• Problem details
Please output everything from the line containing "of the distant" down to the end of the records as a Markdown table with the columns Row and Line. Number each line in Row and skip blank lines.

[Location annotation dataset excerpts]
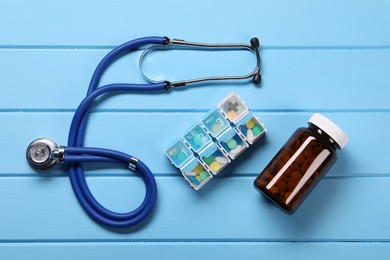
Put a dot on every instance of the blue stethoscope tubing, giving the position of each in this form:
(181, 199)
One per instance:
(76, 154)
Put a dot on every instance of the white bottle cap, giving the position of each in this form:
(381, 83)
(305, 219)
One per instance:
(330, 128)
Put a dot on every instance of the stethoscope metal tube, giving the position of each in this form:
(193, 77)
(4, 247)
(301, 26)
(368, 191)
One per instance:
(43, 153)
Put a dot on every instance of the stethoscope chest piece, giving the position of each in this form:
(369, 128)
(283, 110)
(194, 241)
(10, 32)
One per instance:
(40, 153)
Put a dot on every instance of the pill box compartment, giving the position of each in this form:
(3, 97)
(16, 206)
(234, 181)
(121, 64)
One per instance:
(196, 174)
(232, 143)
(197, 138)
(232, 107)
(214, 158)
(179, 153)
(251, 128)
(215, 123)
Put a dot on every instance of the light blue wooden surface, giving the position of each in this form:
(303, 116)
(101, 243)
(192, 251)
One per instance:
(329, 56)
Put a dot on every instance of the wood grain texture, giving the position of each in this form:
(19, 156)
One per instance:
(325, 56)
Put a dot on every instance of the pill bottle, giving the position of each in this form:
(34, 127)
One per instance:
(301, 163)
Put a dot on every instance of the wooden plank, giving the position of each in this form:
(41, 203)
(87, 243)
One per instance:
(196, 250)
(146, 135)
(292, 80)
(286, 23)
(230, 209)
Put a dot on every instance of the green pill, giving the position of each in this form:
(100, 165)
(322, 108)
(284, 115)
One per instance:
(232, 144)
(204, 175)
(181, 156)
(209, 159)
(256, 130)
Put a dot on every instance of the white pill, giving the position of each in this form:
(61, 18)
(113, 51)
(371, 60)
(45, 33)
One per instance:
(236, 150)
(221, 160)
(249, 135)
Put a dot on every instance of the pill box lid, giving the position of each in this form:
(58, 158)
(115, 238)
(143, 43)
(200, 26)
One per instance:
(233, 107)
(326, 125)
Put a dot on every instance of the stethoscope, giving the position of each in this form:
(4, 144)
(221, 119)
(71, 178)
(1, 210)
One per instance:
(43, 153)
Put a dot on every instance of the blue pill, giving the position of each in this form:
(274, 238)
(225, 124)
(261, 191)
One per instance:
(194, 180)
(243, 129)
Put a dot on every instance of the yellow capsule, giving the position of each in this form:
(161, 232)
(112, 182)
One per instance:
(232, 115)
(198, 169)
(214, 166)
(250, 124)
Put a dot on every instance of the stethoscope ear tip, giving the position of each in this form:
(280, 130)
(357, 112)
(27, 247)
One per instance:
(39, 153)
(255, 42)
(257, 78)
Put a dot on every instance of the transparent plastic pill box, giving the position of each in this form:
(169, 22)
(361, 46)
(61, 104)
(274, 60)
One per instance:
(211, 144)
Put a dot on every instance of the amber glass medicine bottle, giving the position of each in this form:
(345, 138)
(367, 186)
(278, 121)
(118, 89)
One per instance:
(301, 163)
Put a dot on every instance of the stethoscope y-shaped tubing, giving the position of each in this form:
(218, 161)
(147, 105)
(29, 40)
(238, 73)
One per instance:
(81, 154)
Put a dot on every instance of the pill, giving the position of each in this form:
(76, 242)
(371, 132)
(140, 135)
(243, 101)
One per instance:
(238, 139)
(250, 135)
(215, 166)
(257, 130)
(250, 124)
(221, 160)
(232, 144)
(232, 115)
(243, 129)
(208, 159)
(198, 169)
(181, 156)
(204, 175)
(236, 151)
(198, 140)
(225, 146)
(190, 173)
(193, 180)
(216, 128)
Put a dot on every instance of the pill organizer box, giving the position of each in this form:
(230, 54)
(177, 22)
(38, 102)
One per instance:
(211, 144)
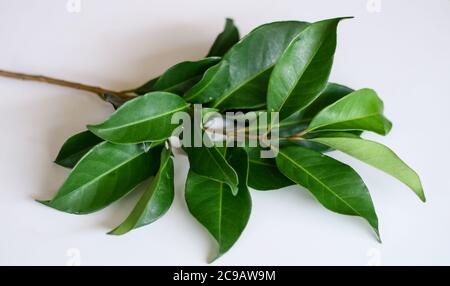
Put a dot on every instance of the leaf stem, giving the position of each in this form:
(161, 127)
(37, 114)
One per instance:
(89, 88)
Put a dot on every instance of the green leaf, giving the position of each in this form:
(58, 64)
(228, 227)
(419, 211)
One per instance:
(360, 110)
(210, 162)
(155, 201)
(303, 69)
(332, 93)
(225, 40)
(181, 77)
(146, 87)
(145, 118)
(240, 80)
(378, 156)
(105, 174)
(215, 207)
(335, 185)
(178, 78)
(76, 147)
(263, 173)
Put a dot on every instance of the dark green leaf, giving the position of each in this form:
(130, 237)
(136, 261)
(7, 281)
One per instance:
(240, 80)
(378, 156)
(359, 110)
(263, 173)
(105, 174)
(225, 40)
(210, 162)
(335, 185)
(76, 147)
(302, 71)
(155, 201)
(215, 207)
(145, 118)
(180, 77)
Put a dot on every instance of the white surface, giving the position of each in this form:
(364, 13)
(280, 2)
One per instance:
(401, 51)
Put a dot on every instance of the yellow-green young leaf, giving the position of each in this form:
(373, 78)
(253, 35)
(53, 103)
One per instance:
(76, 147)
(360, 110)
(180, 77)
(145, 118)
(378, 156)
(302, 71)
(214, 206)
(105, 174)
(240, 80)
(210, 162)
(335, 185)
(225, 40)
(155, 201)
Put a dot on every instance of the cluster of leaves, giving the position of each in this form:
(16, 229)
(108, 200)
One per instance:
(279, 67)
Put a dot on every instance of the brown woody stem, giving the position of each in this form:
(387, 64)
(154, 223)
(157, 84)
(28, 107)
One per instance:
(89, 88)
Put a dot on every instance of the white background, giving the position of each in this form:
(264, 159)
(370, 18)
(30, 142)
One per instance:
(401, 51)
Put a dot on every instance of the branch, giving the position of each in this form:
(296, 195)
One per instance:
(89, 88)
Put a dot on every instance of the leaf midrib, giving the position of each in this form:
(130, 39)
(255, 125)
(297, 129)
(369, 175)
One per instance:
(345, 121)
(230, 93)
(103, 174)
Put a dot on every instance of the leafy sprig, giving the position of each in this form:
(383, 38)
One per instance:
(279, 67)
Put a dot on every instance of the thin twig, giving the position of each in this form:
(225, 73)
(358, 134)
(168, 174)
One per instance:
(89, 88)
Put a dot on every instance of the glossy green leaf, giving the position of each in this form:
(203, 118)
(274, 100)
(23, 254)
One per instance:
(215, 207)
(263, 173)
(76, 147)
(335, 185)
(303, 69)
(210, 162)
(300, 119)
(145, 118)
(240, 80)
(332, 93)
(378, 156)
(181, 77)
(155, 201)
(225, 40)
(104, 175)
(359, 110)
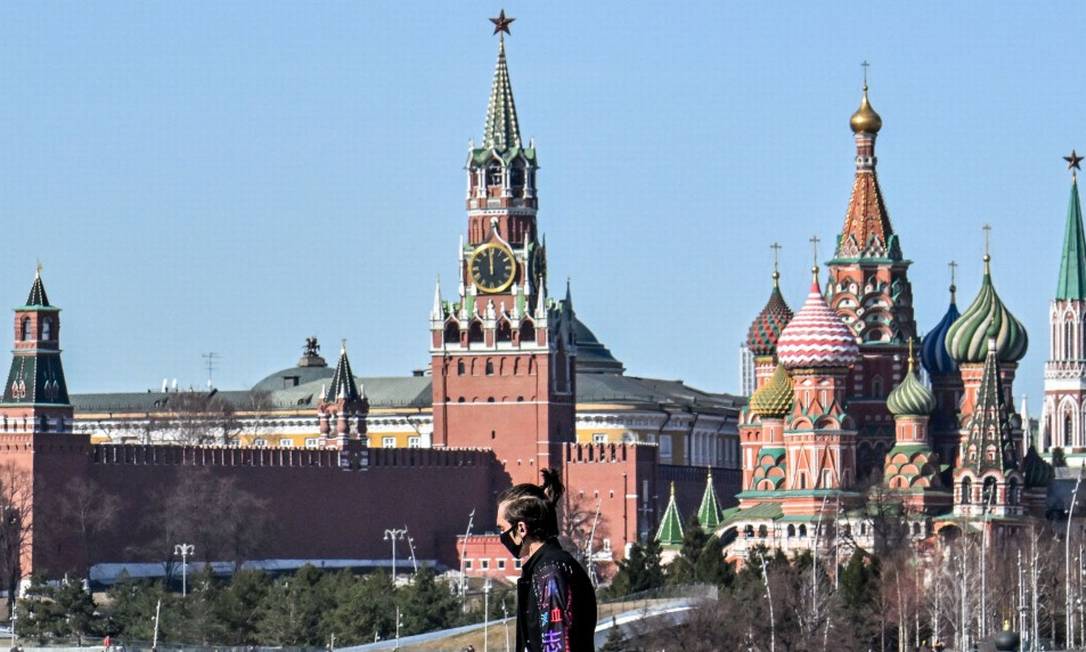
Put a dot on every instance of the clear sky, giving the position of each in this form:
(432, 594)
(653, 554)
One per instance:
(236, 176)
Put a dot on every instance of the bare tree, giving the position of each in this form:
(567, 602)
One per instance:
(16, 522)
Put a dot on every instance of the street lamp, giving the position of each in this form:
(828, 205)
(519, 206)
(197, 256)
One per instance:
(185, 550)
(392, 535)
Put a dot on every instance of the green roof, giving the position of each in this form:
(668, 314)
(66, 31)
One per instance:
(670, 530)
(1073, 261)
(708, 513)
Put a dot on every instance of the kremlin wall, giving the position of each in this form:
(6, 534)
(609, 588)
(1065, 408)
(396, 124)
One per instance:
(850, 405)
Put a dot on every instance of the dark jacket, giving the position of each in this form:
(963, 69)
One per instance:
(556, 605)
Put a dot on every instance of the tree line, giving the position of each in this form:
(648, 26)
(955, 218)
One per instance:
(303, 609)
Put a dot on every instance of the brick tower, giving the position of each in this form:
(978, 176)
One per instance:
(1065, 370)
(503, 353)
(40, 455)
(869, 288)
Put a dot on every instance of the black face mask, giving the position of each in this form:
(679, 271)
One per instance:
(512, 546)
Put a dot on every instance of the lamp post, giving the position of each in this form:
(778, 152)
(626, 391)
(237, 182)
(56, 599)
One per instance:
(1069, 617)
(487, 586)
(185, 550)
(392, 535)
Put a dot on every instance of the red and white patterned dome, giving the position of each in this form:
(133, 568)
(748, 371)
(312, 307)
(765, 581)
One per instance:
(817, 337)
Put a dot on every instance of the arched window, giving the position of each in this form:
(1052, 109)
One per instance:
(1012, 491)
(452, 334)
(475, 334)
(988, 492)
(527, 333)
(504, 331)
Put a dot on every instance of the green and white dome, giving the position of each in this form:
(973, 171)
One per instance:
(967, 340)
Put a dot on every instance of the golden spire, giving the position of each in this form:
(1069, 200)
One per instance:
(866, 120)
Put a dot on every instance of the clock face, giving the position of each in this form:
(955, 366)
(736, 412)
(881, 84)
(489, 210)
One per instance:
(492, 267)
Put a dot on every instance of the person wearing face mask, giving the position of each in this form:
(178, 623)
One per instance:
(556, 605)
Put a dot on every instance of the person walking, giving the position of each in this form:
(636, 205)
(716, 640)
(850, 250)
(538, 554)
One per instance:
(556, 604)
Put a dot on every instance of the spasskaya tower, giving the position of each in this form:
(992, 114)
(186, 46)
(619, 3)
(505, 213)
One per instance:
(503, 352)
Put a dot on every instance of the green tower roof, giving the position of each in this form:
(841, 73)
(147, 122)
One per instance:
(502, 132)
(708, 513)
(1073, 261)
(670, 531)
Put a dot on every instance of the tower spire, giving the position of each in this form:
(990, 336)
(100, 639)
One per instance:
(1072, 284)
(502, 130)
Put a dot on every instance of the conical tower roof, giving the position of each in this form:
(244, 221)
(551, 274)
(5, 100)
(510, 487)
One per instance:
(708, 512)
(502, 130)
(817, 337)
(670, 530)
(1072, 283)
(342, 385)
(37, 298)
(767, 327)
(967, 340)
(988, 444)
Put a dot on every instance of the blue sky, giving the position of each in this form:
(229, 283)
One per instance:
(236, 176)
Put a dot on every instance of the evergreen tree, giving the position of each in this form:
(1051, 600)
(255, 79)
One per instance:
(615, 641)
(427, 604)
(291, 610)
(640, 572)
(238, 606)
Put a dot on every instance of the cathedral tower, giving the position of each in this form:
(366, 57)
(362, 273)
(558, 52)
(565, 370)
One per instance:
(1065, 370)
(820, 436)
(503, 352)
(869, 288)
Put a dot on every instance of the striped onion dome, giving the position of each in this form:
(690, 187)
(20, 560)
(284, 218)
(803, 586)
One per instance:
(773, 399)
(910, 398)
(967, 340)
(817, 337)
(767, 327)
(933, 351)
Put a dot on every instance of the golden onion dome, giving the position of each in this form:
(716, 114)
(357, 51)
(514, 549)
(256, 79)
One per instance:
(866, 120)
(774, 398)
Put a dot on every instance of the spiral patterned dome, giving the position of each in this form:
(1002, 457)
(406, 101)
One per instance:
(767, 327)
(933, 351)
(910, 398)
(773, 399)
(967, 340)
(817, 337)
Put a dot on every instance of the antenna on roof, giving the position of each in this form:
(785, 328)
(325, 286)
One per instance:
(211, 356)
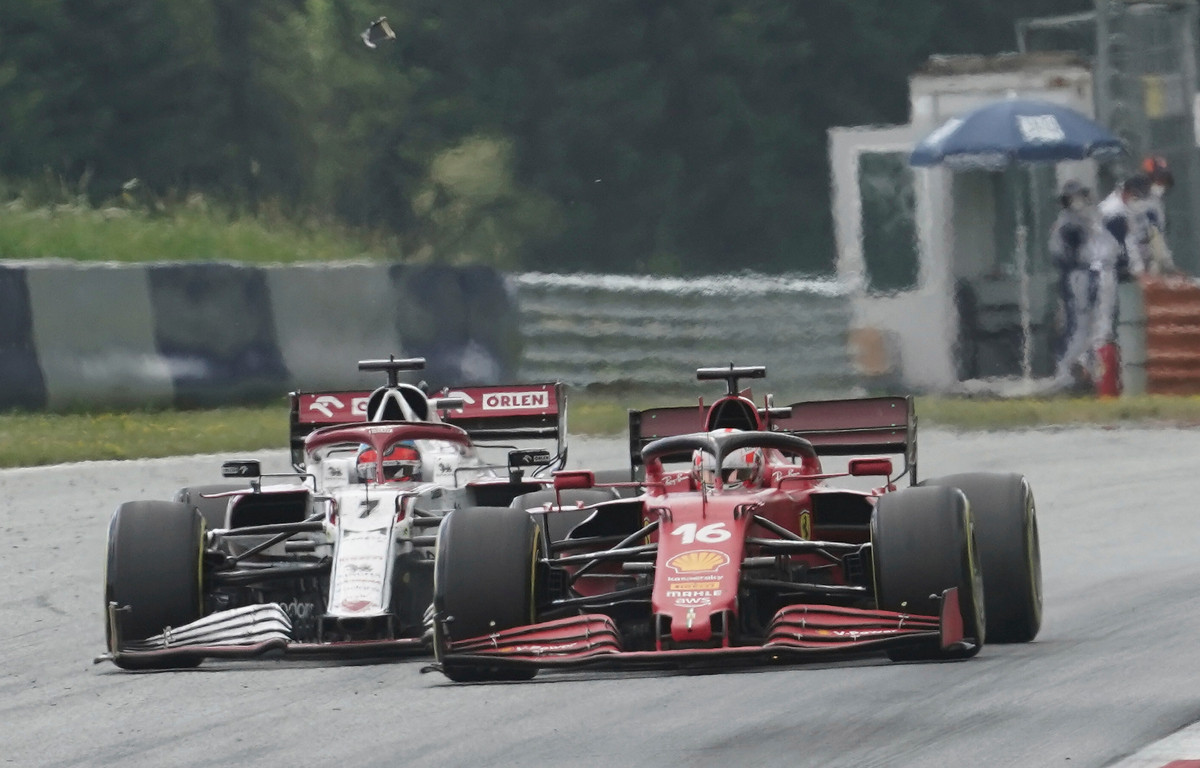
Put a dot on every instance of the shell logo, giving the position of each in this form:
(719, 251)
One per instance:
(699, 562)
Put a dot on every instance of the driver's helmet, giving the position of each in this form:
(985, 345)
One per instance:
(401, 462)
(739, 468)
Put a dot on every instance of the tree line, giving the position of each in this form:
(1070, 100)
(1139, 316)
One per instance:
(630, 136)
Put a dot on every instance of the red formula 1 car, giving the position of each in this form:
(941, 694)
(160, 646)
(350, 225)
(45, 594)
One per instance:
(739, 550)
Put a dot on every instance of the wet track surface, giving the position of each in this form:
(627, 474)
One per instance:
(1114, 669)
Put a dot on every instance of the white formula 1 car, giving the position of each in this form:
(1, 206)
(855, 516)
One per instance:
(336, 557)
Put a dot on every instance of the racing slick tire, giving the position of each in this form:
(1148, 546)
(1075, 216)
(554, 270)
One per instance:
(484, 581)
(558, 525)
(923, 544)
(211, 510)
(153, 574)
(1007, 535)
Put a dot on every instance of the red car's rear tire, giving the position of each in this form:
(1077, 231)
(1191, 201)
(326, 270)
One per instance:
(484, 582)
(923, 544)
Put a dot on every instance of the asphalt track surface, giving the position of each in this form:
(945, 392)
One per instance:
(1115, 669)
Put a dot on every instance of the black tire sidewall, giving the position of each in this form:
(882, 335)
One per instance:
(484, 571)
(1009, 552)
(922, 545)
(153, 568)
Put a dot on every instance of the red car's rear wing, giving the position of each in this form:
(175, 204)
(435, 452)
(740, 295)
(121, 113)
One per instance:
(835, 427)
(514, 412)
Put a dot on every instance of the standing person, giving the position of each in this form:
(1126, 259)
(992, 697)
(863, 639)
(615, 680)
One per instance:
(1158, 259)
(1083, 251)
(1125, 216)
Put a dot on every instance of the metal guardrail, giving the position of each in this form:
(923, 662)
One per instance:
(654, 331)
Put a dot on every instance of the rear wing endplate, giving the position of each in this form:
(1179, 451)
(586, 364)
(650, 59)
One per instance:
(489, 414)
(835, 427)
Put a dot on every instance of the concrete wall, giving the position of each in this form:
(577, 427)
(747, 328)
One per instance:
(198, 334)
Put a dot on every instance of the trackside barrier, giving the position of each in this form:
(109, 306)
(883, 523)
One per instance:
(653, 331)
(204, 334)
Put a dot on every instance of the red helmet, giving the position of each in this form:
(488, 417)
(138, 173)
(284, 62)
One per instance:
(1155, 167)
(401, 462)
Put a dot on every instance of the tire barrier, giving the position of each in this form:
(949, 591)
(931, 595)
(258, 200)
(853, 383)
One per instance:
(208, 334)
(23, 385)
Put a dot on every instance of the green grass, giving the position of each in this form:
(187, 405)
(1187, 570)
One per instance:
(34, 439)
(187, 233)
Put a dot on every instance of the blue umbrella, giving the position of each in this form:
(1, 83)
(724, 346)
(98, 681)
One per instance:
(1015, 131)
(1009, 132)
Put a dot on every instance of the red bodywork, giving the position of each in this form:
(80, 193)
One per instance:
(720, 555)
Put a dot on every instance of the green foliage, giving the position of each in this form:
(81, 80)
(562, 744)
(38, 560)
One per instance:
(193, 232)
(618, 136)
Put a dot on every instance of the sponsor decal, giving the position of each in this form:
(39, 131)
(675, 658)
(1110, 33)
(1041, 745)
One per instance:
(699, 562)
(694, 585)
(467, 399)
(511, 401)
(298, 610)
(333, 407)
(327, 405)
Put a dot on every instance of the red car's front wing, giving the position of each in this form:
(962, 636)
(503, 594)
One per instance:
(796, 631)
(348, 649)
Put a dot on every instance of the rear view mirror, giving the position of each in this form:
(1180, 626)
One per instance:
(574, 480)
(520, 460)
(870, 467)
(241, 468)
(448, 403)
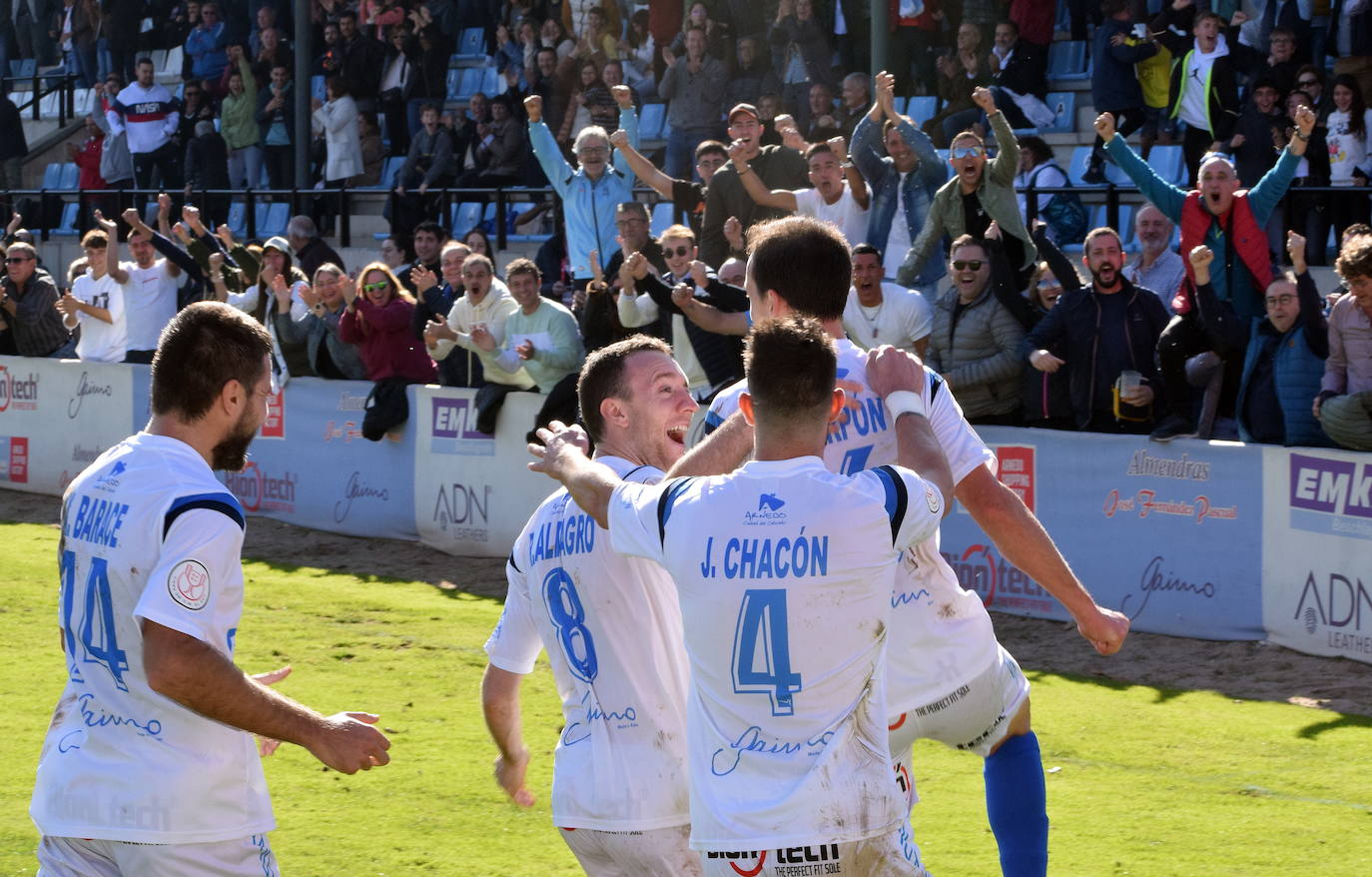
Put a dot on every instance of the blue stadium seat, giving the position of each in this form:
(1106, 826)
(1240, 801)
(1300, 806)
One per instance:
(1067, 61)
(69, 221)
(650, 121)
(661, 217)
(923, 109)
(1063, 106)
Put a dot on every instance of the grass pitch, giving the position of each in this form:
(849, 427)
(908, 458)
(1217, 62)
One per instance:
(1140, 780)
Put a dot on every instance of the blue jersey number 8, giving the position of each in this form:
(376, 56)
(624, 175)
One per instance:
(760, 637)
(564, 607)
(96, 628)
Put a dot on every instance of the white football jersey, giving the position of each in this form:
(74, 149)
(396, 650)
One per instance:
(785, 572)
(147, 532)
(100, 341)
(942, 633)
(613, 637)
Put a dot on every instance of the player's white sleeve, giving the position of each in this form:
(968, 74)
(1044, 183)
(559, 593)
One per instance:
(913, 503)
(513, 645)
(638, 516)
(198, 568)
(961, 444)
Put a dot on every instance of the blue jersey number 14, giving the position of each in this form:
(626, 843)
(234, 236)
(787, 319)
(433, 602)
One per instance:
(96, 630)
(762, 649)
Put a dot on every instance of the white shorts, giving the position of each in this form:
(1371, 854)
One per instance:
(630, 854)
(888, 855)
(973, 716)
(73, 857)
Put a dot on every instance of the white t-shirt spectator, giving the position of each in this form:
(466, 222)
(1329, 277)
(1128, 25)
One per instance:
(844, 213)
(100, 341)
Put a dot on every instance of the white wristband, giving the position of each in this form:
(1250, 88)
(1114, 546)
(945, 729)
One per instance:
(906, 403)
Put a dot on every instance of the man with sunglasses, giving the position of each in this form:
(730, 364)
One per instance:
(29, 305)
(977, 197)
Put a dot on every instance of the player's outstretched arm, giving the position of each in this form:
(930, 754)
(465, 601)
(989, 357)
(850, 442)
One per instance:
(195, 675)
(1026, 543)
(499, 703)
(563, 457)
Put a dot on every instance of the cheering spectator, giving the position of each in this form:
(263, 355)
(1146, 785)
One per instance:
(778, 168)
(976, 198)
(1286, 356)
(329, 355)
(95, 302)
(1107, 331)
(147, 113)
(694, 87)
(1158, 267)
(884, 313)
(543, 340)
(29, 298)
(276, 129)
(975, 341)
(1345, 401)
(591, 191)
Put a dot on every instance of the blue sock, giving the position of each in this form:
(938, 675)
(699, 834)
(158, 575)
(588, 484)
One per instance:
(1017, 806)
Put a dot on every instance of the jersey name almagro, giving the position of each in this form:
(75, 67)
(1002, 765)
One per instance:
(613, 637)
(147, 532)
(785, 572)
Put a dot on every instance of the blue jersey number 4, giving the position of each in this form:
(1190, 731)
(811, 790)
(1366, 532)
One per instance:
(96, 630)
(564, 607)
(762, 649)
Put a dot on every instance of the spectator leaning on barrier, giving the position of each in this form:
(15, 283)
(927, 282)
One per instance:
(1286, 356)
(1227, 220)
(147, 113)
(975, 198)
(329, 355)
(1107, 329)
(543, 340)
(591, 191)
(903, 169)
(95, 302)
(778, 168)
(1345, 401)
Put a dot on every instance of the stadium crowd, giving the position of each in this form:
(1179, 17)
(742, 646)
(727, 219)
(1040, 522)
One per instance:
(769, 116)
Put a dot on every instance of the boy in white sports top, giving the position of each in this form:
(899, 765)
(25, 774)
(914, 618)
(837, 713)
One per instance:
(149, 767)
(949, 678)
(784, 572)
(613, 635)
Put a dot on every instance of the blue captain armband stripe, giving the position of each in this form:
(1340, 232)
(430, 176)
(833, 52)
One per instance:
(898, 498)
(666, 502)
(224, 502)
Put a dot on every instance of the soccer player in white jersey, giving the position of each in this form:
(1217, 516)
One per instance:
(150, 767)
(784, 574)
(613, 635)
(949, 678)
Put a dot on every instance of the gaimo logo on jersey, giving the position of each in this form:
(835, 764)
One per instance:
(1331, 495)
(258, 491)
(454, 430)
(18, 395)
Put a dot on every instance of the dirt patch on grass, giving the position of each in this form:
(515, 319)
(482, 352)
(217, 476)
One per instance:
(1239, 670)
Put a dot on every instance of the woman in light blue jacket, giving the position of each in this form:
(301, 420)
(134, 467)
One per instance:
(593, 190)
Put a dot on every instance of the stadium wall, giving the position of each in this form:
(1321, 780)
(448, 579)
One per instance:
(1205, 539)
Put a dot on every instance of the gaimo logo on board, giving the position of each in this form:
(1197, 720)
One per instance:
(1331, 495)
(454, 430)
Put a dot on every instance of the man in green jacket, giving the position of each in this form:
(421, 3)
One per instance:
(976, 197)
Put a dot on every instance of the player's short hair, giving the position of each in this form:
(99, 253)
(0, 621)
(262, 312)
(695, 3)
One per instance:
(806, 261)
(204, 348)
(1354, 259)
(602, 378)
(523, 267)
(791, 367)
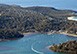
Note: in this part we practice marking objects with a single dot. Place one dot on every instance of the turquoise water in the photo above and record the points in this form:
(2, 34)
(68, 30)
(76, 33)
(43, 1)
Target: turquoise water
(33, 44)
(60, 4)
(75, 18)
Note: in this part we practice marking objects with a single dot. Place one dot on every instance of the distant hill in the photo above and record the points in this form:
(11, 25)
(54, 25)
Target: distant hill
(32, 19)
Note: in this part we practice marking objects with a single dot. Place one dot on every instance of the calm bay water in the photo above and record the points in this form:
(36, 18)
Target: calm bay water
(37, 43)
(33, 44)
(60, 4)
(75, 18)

• The result
| Row | Line |
|---|---|
| 1 | Note: in this part we practice marking objects with a single dot. Place one dot on every instance of the distant hill in the photo above and record the points in this form: |
| 2 | (11, 25) |
| 3 | (54, 25) |
| 4 | Target: distant hill |
| 5 | (32, 19) |
| 6 | Note: in this part we practice marking objects with a single dot. Place one dot on every instance of the calm bay water in the photo above and record the points in this form: |
| 7 | (36, 18) |
| 8 | Target: calm bay water |
| 9 | (37, 43) |
| 10 | (33, 44) |
| 11 | (60, 4) |
| 12 | (75, 18) |